━━━━━ GIVEN RECORDS ━━━━━

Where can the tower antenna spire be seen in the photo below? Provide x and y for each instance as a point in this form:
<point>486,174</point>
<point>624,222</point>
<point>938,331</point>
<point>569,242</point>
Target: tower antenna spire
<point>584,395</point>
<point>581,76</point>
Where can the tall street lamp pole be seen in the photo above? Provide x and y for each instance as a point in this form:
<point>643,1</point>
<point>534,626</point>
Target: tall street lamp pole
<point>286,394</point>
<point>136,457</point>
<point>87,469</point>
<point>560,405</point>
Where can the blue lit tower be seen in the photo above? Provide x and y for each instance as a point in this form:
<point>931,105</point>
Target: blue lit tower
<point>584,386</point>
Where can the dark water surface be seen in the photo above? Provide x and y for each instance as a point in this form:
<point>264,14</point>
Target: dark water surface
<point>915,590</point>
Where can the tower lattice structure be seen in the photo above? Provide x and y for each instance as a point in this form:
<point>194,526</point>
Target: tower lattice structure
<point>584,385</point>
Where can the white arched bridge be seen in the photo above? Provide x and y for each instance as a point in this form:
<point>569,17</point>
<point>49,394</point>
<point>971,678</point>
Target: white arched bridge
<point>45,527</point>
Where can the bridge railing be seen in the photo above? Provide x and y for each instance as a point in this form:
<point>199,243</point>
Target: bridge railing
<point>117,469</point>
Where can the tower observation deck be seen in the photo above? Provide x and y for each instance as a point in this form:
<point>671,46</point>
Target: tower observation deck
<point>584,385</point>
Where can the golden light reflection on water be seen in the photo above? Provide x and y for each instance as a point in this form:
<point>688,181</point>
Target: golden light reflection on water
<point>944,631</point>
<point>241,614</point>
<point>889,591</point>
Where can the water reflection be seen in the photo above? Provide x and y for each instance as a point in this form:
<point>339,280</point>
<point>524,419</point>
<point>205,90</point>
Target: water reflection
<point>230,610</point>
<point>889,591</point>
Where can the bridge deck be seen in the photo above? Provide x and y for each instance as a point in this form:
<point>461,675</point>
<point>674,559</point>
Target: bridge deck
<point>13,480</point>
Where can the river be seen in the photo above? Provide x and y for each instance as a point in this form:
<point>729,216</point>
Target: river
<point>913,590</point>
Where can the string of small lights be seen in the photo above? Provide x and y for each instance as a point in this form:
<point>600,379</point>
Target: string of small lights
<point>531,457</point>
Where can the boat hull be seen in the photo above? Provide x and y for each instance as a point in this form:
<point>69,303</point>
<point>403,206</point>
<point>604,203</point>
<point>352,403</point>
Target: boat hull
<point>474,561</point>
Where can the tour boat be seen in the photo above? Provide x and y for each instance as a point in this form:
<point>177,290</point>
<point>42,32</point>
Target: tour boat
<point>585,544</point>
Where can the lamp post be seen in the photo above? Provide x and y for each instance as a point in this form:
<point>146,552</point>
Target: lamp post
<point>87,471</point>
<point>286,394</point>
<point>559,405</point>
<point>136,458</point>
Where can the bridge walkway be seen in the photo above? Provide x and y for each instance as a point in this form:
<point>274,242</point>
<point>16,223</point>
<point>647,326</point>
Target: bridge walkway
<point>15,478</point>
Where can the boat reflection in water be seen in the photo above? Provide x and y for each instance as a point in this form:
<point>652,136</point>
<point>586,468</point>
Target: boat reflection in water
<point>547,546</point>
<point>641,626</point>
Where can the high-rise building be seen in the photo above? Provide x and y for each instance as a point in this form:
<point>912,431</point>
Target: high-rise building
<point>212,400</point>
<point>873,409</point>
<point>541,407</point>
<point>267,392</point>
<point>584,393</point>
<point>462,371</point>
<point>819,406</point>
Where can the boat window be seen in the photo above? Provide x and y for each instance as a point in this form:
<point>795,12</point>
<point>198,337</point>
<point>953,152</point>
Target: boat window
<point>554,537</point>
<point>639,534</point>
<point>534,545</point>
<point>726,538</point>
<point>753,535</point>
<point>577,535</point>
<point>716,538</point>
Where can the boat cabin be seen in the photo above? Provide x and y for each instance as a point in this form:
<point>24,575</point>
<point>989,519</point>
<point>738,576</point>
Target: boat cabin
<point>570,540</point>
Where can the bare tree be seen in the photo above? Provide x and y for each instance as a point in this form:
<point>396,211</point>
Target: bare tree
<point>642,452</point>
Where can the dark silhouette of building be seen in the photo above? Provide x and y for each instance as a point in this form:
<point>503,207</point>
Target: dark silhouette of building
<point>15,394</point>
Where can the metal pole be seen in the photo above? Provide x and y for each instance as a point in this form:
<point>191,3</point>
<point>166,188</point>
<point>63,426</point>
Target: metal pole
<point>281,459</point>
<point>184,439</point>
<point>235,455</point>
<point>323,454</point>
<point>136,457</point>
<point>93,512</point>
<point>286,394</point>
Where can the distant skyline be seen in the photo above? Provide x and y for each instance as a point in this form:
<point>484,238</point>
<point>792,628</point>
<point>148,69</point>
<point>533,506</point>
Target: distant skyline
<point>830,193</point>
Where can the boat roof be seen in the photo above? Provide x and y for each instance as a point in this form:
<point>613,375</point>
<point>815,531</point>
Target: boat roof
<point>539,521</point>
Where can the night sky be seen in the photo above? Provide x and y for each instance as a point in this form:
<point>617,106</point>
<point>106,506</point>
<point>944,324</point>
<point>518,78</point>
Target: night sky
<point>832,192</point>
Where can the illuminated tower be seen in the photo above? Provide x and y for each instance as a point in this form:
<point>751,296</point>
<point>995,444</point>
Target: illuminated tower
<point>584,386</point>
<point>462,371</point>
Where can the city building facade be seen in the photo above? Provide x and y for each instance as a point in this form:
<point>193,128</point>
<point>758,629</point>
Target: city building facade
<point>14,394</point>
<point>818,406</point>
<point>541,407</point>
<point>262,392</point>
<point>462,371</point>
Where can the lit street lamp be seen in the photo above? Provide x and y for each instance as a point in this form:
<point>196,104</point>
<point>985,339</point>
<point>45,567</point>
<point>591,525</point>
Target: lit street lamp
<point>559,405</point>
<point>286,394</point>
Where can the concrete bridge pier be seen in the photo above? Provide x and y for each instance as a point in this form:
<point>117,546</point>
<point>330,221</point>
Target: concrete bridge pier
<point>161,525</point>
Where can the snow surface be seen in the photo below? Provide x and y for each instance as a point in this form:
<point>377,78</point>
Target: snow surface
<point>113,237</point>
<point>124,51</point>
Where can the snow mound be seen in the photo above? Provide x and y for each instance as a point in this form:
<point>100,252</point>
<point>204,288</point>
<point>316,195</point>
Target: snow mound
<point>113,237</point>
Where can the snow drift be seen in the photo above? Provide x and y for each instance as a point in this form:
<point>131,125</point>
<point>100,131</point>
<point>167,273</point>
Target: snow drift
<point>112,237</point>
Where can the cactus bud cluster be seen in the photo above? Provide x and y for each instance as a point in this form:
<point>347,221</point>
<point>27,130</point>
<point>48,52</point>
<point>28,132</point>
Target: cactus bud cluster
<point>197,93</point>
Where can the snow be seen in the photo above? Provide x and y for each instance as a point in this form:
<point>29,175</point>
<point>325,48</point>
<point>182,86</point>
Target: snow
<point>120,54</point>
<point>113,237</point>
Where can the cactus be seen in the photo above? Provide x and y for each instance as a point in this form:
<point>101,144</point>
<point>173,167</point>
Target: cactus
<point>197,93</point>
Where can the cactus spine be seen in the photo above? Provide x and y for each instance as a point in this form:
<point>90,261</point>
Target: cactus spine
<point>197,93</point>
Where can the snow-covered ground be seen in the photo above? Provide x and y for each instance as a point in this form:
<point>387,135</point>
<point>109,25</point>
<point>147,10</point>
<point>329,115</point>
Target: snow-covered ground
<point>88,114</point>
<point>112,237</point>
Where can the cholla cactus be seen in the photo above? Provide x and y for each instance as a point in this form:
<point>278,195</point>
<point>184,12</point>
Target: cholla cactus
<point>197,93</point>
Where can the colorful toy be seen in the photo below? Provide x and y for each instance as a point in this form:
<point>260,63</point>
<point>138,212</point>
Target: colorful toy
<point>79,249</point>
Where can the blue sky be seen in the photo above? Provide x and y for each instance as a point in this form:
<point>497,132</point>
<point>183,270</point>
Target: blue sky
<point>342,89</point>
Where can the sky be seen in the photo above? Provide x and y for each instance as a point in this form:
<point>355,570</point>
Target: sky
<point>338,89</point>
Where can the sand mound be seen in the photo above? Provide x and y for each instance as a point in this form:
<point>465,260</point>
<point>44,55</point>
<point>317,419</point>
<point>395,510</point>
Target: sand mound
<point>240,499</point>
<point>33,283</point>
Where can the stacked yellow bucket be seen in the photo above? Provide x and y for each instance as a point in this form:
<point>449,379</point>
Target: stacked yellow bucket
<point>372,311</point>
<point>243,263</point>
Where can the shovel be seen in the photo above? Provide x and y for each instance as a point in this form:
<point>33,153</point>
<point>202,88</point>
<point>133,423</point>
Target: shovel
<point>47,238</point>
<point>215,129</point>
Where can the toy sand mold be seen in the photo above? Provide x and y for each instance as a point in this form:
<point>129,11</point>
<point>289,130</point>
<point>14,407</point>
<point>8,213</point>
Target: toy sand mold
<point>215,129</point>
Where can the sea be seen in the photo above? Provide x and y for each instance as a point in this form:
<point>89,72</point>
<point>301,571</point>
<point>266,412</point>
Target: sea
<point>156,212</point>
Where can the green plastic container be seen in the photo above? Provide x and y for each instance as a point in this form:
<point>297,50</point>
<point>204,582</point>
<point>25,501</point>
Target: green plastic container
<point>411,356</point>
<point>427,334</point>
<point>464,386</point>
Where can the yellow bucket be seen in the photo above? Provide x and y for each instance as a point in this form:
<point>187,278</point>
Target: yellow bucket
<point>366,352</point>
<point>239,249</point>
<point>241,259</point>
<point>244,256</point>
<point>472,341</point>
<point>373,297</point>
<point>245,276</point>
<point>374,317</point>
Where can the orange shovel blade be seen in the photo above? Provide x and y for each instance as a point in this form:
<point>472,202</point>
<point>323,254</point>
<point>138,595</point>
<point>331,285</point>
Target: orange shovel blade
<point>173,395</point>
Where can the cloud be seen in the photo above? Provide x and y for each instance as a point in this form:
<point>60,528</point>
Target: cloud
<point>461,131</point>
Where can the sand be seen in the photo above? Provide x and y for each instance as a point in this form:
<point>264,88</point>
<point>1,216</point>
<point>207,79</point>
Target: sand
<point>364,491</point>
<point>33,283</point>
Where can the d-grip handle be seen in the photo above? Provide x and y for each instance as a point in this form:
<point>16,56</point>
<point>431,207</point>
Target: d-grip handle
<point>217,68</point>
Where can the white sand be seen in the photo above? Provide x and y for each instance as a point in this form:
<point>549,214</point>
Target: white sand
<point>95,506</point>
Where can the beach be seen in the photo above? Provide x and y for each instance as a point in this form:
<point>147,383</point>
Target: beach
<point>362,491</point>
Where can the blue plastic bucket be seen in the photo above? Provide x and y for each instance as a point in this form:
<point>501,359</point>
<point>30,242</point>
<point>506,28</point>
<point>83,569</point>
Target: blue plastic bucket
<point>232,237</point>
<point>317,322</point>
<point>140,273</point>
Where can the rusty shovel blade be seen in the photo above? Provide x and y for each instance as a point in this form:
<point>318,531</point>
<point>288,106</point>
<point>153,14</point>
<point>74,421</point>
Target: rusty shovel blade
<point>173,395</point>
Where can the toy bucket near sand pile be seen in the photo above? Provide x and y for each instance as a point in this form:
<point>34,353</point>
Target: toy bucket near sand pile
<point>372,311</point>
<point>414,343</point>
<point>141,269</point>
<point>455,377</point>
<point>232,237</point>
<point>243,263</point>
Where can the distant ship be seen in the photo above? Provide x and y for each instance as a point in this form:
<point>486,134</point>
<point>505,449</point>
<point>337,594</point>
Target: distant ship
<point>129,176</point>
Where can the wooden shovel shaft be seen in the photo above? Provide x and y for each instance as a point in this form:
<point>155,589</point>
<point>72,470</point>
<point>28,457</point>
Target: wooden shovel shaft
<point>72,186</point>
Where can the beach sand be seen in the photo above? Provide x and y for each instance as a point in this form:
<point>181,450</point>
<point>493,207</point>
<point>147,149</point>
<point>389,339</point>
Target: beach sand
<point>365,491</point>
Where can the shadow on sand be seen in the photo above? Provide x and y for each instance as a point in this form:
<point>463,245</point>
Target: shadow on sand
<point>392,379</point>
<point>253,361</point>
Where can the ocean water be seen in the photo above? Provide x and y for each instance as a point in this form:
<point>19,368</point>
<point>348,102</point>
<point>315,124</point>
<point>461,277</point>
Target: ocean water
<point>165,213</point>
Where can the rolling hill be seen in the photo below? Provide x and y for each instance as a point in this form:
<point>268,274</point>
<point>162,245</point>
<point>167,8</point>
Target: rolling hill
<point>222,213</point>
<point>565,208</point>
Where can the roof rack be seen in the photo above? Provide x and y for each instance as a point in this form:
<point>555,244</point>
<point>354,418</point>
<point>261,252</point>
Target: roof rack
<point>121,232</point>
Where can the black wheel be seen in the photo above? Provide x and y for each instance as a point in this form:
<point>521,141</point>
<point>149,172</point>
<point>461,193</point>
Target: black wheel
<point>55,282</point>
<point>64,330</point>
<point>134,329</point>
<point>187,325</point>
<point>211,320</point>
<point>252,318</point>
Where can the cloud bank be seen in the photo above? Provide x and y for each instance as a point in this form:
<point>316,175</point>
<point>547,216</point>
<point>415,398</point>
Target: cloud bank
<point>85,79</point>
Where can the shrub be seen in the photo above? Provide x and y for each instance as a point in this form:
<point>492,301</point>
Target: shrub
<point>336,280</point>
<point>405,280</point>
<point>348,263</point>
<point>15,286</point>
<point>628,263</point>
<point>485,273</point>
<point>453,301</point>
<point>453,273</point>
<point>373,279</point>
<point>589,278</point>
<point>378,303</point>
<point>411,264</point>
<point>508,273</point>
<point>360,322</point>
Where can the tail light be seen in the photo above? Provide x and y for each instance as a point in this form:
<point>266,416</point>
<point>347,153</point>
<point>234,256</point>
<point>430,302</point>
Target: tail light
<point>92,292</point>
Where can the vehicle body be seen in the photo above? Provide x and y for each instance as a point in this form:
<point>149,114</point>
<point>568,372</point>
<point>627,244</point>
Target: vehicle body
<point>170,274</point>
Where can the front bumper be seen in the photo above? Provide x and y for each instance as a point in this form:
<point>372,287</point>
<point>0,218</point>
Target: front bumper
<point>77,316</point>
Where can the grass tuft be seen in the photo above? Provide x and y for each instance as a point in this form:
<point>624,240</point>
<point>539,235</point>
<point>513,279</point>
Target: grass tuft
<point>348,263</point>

━━━━━

**TASK REQUIREMENTS:** Lay out the stretch of the items above from the line containing "Where can the bridge deck" through the line containing "<point>641,626</point>" as a Markdown table with the columns Row and Line. Number each line in order and omit any blank lines.

**ANSWER TO THE EXERCISE:**
| Row | Line |
|---|---|
| 1 | Where can the bridge deck be seen in the photo above? Provide x and y for each instance as a point in this form: |
| 2 | <point>461,675</point> |
| 3 | <point>674,559</point> |
| 4 | Target: bridge deck |
| 5 | <point>13,480</point> |
| 6 | Where can the river be seen in the photo above? Provide x and y for each instance as a point in this form: |
| 7 | <point>729,216</point> |
| 8 | Target: river |
| 9 | <point>913,590</point> |
| 10 | Where can the string of small lights be seen in the photo above? Provide x and y for each instance as a point in this form: |
| 11 | <point>600,379</point> |
| 12 | Target: string of small lights |
| 13 | <point>531,457</point> |
| 14 | Where can the boat hull be seen in the photo above? Provide x and y for each instance as a point in this form: |
| 15 | <point>69,303</point> |
| 16 | <point>403,206</point> |
| 17 | <point>604,203</point> |
| 18 | <point>352,403</point> |
| 19 | Target: boat hull |
| 20 | <point>474,561</point> |
| 21 | Where can the tour boat be seen in the photo above? Provide x and y for each instance as a point in this form: |
| 22 | <point>177,290</point> |
| 23 | <point>42,32</point> |
| 24 | Target: tour boat |
| 25 | <point>585,544</point> |
| 26 | Where can the lamp post be seen in the photo above? Provide x and y for each instance as a point in this form: |
| 27 | <point>146,552</point> |
| 28 | Target: lamp post |
| 29 | <point>87,471</point> |
| 30 | <point>286,394</point> |
| 31 | <point>559,405</point> |
| 32 | <point>136,458</point> |
| 33 | Where can the bridge walkway be seen in the photo above? Provide x and y for each instance as a point in this form: |
| 34 | <point>274,242</point> |
| 35 | <point>16,223</point> |
| 36 | <point>647,326</point> |
| 37 | Target: bridge walkway |
| 38 | <point>15,478</point> |
| 39 | Where can the boat reflection in water be seen in the photo above? Provide x and y for each instance as a point in this form: |
| 40 | <point>652,136</point> |
| 41 | <point>586,468</point> |
| 42 | Target: boat reflection in water |
| 43 | <point>547,546</point> |
| 44 | <point>641,626</point> |